--- START OF SUPPLIED MATERIAL ---

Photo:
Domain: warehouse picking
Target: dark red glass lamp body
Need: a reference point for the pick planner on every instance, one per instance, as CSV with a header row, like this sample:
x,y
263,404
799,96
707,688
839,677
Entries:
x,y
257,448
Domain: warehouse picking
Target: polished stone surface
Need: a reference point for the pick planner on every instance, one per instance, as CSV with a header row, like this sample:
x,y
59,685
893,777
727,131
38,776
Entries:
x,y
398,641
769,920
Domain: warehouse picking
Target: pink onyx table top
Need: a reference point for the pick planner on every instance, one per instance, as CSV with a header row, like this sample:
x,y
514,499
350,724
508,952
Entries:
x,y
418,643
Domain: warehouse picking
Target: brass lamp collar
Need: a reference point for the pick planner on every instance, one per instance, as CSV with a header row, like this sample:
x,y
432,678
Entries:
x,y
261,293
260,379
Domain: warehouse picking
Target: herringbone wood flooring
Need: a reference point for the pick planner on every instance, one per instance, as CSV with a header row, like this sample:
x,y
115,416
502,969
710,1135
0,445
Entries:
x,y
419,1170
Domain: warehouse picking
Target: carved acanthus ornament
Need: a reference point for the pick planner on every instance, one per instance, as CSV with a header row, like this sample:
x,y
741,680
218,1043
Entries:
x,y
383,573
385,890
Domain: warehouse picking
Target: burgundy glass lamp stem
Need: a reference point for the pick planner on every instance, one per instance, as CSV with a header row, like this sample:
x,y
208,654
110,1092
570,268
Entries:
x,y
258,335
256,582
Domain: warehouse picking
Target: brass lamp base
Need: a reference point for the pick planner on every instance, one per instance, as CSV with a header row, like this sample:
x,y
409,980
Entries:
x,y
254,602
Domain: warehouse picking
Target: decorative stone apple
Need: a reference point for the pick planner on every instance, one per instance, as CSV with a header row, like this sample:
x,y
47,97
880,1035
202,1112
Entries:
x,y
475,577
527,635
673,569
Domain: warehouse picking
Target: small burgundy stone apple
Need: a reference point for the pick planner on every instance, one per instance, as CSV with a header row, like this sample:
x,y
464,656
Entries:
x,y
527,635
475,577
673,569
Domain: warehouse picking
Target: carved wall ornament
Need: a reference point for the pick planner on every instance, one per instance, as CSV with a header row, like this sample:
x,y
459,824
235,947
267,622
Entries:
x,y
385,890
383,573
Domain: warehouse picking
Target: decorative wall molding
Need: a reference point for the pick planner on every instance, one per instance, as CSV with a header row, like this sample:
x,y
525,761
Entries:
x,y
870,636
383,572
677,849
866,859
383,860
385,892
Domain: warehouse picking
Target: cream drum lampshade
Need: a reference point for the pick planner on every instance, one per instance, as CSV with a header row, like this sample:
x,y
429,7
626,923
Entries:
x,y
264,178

--- END OF SUPPLIED MATERIAL ---

WHAT THE EXERCISE ASKS — Pull out each line of the data above that contains the string "apple". Treat uppercase and lowercase as different.

FULL SOLUTION —
Target: decorative stone apple
Target: small burgundy stone apple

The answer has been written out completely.